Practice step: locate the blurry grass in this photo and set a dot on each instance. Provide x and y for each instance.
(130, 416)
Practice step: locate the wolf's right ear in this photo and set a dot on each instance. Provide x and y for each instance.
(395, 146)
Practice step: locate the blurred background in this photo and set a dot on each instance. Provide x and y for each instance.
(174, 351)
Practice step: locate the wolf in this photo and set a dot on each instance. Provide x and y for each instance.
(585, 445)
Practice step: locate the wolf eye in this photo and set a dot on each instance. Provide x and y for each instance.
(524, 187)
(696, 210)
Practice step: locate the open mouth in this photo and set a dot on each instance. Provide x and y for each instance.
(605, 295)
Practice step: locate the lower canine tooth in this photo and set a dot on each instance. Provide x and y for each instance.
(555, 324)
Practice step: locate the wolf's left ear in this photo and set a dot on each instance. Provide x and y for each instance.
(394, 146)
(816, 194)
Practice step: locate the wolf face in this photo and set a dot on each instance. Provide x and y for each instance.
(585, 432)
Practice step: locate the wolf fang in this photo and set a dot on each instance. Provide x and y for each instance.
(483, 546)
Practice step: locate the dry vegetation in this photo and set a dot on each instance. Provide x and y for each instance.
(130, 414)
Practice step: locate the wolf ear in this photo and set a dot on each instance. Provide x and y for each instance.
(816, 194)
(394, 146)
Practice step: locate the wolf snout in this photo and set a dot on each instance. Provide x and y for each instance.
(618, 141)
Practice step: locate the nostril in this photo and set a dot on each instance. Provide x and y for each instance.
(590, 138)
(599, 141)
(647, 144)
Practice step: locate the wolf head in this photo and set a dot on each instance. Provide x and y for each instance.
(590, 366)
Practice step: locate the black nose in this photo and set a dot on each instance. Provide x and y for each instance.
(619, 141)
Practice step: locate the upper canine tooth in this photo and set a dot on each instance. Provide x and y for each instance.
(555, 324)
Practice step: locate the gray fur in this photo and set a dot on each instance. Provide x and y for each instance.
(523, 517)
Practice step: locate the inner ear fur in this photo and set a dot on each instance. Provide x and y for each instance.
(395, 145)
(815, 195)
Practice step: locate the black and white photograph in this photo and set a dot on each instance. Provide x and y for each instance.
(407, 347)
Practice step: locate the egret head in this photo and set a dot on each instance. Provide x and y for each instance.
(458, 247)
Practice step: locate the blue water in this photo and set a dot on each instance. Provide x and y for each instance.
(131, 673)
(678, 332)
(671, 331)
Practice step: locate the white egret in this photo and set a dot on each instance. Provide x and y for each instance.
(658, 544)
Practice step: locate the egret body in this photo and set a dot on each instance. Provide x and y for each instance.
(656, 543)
:::::
* The exercise: Write out every record verbatim.

* Full response:
Practice step: locate the blurry grass in this photo and set a dot on each instance. Provide x and y for each instance.
(130, 416)
Practice step: locate the wolf's right ear in this photo and set a dot on each instance. Provide x and y for each instance.
(395, 146)
Practice step: locate the blurred background in this photo and set a dot on each instance. Provide x and y for each instance.
(174, 351)
Practice step: locate the wolf in this photo and set a dot on each instance. Provide x and y for each instance.
(585, 445)
Practice step: locate the wolf eye in this photo and set a dot on each instance. Provide x and y for each instance.
(524, 187)
(696, 210)
Practice step: locate the open mouth in this photo and set a dot on each instance. Provide x and y for each instance.
(605, 295)
Practice step: locate the lower canine tooth in this photo and set a dot on each instance. Provide x and y for each instance.
(555, 324)
Practice step: locate the wolf's left ear in this photo and set a dot on each instance. Provide x and y for each instance.
(394, 146)
(816, 194)
Practice step: locate the wolf face in this photo and set a dot on each instance. Provide x and y for each instance.
(585, 432)
Practice step: locate the wolf fang in this photo and set a dot on each instance. Provide x and y for each instance.
(483, 546)
Practice step: locate the dry vegetation in this photo and set a dot on each instance. Provide x and y for each instance.
(130, 414)
Practice step: locate the wolf ear in this photo and set a dot on each instance. Provide x and y for each instance.
(816, 194)
(394, 146)
Practice step: locate the wolf snout in this photo and set a dot on each instance. Provide x and y for each instance.
(618, 141)
Practice step: locate the nostril in this photo and set a dot on each instance. Provide x and y for each instance.
(590, 138)
(599, 141)
(647, 144)
Practice step: locate the wolf head in this photo and set a dot on each instance. Provide x and y for each instance.
(590, 366)
Practice step: locate the black nose in this photo and set a dot on each instance. Provide x and y for each instance.
(619, 141)
Practice step: locate the upper canine tooth in this photo and set a dot on each instance. Provide x and y for each instance.
(555, 324)
Practice step: locate the gray fur in this photo and set a dot on each instance. Provide x and y for each instance.
(523, 517)
Practice step: locate the inner ear fur in this photo and set a dot on each instance. Provide x and y for each instance.
(395, 145)
(815, 195)
Practice step: locate the black and white photograph in this photo and set a dot on each instance. Provide x and y for each instance.
(407, 347)
Practice step: locate the egret head in this photo and set a dot on each instance. Provide x and y for each instance.
(458, 247)
Practice step: locate the blue water in this photo and set a dot on each instance. Provide x and y for each instance.
(131, 673)
(678, 332)
(671, 331)
Practice step: locate the white egret in this photo and set a dot on each instance. Provide x and y for each instance.
(658, 544)
Practice step: locate the egret body in this photo and set a dot on each instance. Provide x and y for each instance.
(656, 543)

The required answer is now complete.